Supplied entries:
'''

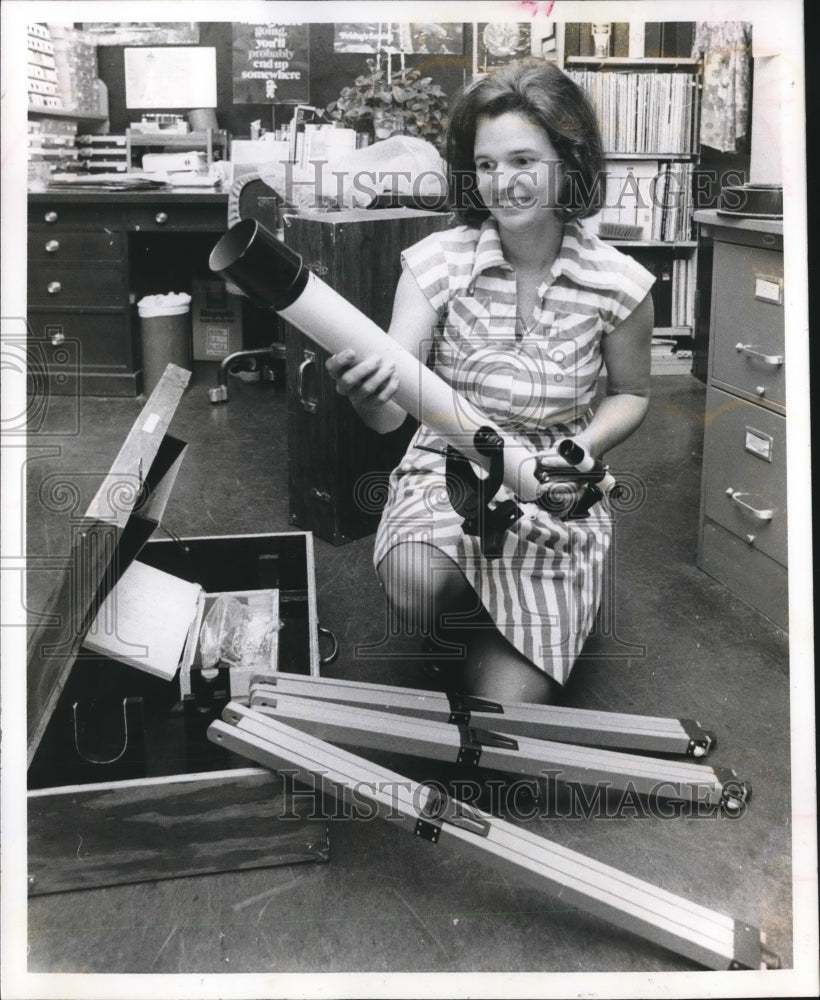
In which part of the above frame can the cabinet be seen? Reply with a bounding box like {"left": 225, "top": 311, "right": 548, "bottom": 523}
{"left": 282, "top": 208, "right": 451, "bottom": 544}
{"left": 565, "top": 56, "right": 702, "bottom": 369}
{"left": 27, "top": 190, "right": 228, "bottom": 396}
{"left": 27, "top": 198, "right": 136, "bottom": 396}
{"left": 694, "top": 211, "right": 786, "bottom": 628}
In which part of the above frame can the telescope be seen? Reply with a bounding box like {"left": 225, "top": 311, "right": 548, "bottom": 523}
{"left": 209, "top": 220, "right": 614, "bottom": 552}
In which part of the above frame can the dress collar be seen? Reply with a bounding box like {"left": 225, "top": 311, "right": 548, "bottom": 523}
{"left": 467, "top": 218, "right": 513, "bottom": 288}
{"left": 468, "top": 216, "right": 580, "bottom": 297}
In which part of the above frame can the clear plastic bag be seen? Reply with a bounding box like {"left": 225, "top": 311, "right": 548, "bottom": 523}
{"left": 199, "top": 593, "right": 280, "bottom": 671}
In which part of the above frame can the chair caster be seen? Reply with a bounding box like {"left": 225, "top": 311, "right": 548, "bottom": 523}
{"left": 209, "top": 384, "right": 229, "bottom": 404}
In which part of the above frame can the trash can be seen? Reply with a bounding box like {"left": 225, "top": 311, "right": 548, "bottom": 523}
{"left": 137, "top": 292, "right": 192, "bottom": 395}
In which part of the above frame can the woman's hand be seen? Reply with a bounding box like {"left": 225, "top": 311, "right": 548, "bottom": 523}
{"left": 533, "top": 444, "right": 587, "bottom": 514}
{"left": 326, "top": 348, "right": 400, "bottom": 411}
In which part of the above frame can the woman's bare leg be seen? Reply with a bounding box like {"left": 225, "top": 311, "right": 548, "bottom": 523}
{"left": 456, "top": 629, "right": 562, "bottom": 704}
{"left": 377, "top": 541, "right": 561, "bottom": 704}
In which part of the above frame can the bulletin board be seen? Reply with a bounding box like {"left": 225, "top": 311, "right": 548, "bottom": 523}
{"left": 124, "top": 47, "right": 217, "bottom": 108}
{"left": 232, "top": 23, "right": 310, "bottom": 104}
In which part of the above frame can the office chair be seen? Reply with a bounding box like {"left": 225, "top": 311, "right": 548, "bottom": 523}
{"left": 209, "top": 170, "right": 287, "bottom": 403}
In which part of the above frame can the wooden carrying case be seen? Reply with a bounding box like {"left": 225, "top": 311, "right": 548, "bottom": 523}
{"left": 26, "top": 364, "right": 330, "bottom": 896}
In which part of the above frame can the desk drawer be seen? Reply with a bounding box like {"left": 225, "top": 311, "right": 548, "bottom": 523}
{"left": 127, "top": 204, "right": 227, "bottom": 233}
{"left": 29, "top": 203, "right": 122, "bottom": 229}
{"left": 29, "top": 228, "right": 123, "bottom": 262}
{"left": 710, "top": 241, "right": 785, "bottom": 409}
{"left": 701, "top": 386, "right": 787, "bottom": 567}
{"left": 28, "top": 310, "right": 134, "bottom": 369}
{"left": 28, "top": 262, "right": 126, "bottom": 307}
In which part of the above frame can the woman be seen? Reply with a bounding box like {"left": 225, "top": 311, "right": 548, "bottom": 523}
{"left": 327, "top": 61, "right": 654, "bottom": 704}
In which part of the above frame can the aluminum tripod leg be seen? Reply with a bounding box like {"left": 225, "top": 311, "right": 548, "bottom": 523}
{"left": 250, "top": 673, "right": 715, "bottom": 757}
{"left": 208, "top": 702, "right": 778, "bottom": 972}
{"left": 247, "top": 688, "right": 748, "bottom": 811}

'''

What to work on:
A verbatim copy of the data, with all pictures omitted, is the required output.

Answer:
In which part of the above frame can the cabinet be seen? Reply with a bounding box like {"left": 225, "top": 311, "right": 548, "bottom": 523}
{"left": 282, "top": 208, "right": 451, "bottom": 544}
{"left": 565, "top": 56, "right": 702, "bottom": 369}
{"left": 27, "top": 190, "right": 228, "bottom": 396}
{"left": 27, "top": 198, "right": 136, "bottom": 396}
{"left": 694, "top": 211, "right": 786, "bottom": 628}
In which part of the above frame can the telescope be seen? Reply with a bounding box like {"left": 225, "top": 311, "right": 548, "bottom": 523}
{"left": 209, "top": 220, "right": 614, "bottom": 552}
In which part of the above frame can the dress collar be seen? Reply with a bounding box like {"left": 225, "top": 311, "right": 548, "bottom": 523}
{"left": 467, "top": 218, "right": 513, "bottom": 288}
{"left": 468, "top": 216, "right": 580, "bottom": 297}
In which part of the above frame can the clear plastic bag be seen? Reply with a bounding box like {"left": 225, "top": 311, "right": 548, "bottom": 523}
{"left": 199, "top": 593, "right": 280, "bottom": 671}
In which part of the above frame can the chair caster be seen? Reply with a bounding box like {"left": 225, "top": 311, "right": 548, "bottom": 523}
{"left": 209, "top": 384, "right": 229, "bottom": 404}
In which part of the above frame can the trash can be seen? Reply with a bounding box like {"left": 225, "top": 311, "right": 548, "bottom": 523}
{"left": 137, "top": 292, "right": 192, "bottom": 395}
In which part of the above frame can the woman's hand be seen? Reply with a bounding box like {"left": 225, "top": 311, "right": 548, "bottom": 523}
{"left": 533, "top": 444, "right": 587, "bottom": 514}
{"left": 326, "top": 348, "right": 400, "bottom": 411}
In which part of the above frame can the woman's bare leg be seen? Reply with a bounding box like {"left": 225, "top": 311, "right": 548, "bottom": 523}
{"left": 456, "top": 629, "right": 562, "bottom": 704}
{"left": 377, "top": 541, "right": 561, "bottom": 704}
In which part of the above frame can the bulletin board be seen? Reply with a bounding box like {"left": 225, "top": 311, "right": 548, "bottom": 523}
{"left": 124, "top": 47, "right": 217, "bottom": 108}
{"left": 232, "top": 23, "right": 310, "bottom": 104}
In which part of the above frame can the office chair be seen? Reply with a bounding box like {"left": 225, "top": 311, "right": 548, "bottom": 523}
{"left": 209, "top": 170, "right": 287, "bottom": 403}
In which part of the above frame can the wooden carrying case be seen? Reply with a bounding box like {"left": 225, "top": 311, "right": 548, "bottom": 523}
{"left": 26, "top": 364, "right": 330, "bottom": 896}
In which part of the above frame can the desk drawer be seen? Reply with a bounding box like {"left": 225, "top": 311, "right": 548, "bottom": 523}
{"left": 127, "top": 204, "right": 227, "bottom": 233}
{"left": 29, "top": 203, "right": 122, "bottom": 229}
{"left": 29, "top": 228, "right": 123, "bottom": 262}
{"left": 710, "top": 241, "right": 785, "bottom": 409}
{"left": 701, "top": 386, "right": 787, "bottom": 567}
{"left": 28, "top": 310, "right": 134, "bottom": 369}
{"left": 28, "top": 262, "right": 126, "bottom": 307}
In which part of the above frame can the woman be seen? Reply with a bounding box like {"left": 225, "top": 311, "right": 548, "bottom": 523}
{"left": 327, "top": 61, "right": 654, "bottom": 704}
In which part of the above frame can the aluminum tripod leg be seen? Reply with a bounding box like {"left": 225, "top": 311, "right": 548, "bottom": 523}
{"left": 250, "top": 673, "right": 715, "bottom": 757}
{"left": 208, "top": 702, "right": 778, "bottom": 972}
{"left": 247, "top": 688, "right": 748, "bottom": 811}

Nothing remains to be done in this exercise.